## Por hacer
Entrega como lista JSON de cadenas las líneas de los registros de más abajo que van desde la que contiene "-- select a point on the license" hasta la que contiene "[(578, 241)]", ambas incluidas. Pon una cadena por cada línea y deja fuera las líneas en blanco.

## Registros de un conjunto de datos
>>>>

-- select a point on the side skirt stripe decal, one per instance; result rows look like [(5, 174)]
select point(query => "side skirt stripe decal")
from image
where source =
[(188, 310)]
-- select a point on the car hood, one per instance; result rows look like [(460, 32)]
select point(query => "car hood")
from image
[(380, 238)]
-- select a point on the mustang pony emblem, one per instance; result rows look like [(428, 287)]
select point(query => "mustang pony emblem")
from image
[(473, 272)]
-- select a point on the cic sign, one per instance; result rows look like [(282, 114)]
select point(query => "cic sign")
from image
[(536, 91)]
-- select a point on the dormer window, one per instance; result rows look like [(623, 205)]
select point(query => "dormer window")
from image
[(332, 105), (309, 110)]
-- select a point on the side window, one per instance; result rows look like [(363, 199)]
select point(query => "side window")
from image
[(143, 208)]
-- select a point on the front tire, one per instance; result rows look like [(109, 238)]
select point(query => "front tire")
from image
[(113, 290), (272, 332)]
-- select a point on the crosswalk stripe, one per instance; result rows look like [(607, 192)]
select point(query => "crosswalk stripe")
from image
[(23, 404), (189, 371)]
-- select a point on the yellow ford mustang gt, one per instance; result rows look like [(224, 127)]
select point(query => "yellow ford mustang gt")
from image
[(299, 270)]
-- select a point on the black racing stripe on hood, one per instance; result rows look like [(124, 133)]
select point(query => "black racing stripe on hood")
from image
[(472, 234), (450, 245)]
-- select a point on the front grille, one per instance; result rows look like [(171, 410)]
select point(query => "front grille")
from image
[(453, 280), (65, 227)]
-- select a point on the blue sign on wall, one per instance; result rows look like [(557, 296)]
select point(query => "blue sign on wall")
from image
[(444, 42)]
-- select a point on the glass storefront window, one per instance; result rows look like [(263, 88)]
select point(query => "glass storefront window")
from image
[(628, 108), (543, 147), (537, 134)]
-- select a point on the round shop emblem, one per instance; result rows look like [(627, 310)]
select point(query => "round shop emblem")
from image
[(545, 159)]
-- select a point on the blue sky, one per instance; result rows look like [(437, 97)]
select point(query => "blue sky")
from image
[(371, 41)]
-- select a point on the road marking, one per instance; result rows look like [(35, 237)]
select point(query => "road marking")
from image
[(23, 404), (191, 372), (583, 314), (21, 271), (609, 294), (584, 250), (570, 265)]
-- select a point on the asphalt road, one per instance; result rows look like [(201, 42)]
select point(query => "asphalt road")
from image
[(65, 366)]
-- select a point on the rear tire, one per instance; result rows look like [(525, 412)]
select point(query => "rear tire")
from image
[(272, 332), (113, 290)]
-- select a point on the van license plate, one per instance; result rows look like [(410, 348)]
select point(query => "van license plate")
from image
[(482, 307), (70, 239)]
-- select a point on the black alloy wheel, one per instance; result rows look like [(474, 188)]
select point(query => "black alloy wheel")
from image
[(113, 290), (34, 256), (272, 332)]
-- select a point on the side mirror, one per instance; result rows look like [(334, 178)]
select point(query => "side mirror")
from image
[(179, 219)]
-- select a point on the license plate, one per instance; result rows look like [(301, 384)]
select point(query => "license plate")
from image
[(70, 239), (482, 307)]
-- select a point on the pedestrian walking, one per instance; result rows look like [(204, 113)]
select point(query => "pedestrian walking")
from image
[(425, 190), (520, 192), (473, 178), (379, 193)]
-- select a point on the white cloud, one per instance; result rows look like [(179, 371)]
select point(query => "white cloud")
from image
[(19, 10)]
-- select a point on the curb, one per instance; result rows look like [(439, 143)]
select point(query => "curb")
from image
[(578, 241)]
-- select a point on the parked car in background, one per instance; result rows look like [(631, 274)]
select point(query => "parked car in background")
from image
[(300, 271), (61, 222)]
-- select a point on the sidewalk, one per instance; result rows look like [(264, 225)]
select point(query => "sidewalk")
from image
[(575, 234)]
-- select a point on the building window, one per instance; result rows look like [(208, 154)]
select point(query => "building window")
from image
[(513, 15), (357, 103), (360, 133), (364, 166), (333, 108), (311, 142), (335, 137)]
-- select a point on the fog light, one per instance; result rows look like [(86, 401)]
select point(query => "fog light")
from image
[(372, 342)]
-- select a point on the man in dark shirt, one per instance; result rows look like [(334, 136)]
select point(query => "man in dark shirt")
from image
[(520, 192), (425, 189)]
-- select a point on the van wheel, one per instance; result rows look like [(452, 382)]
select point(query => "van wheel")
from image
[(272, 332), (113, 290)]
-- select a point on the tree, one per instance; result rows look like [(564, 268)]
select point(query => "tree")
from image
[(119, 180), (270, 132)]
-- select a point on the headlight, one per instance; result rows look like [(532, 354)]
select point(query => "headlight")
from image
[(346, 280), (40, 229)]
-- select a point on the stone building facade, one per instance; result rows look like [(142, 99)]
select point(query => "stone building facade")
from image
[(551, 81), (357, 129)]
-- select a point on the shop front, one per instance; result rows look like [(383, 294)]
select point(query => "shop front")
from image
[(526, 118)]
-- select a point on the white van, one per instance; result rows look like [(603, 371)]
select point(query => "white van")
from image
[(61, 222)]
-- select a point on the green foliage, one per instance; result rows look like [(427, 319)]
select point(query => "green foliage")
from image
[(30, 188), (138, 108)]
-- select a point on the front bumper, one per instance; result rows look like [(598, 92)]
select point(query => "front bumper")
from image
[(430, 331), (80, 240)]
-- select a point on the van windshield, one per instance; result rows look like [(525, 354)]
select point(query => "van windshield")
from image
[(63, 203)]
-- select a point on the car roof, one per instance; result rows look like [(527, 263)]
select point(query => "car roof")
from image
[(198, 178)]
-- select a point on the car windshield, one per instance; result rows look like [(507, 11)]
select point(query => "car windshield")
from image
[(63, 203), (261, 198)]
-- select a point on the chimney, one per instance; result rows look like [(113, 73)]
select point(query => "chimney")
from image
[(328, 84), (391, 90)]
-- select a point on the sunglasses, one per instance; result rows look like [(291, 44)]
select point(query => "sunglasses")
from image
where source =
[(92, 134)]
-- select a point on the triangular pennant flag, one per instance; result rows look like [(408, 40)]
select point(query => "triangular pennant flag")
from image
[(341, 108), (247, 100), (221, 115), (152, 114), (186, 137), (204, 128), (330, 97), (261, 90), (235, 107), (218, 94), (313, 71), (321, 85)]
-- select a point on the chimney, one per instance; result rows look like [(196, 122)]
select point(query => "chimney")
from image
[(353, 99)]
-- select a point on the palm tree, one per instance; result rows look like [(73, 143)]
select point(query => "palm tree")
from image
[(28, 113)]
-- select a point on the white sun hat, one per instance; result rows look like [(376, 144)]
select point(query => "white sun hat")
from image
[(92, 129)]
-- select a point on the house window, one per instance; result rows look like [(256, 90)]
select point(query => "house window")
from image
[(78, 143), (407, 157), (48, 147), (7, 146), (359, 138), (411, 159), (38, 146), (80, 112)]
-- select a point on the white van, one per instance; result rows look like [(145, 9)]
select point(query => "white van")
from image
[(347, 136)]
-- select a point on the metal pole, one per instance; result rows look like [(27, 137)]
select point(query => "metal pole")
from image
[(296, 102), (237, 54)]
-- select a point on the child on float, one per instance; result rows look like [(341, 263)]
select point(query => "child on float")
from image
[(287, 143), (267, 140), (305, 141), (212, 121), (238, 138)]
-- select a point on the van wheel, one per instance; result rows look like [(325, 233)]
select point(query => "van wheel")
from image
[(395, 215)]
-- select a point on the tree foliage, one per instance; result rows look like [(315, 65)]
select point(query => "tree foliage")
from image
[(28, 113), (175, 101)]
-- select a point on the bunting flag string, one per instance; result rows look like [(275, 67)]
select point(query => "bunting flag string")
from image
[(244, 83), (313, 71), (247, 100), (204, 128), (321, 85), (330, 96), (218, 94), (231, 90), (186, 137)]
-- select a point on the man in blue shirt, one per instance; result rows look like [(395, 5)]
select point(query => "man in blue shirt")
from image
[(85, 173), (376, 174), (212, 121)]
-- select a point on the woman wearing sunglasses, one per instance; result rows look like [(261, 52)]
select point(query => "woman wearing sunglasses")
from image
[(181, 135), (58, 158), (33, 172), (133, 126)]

<<<<

## Solución
[
  "-- select a point on the license plate, one per instance; result rows look like [(301, 384)]",
  "select point(query => \"license plate\")",
  "from image",
  "[(70, 239), (482, 307)]",
  "-- select a point on the pedestrian walking, one per instance; result rows look like [(204, 113)]",
  "select point(query => \"pedestrian walking\")",
  "from image",
  "[(425, 190), (520, 192), (473, 178), (379, 193)]",
  "-- select a point on the white cloud, one per instance; result rows look like [(179, 371)]",
  "select point(query => \"white cloud\")",
  "from image",
  "[(19, 10)]",
  "-- select a point on the curb, one per instance; result rows look like [(439, 143)]",
  "select point(query => \"curb\")",
  "from image",
  "[(578, 241)]"
]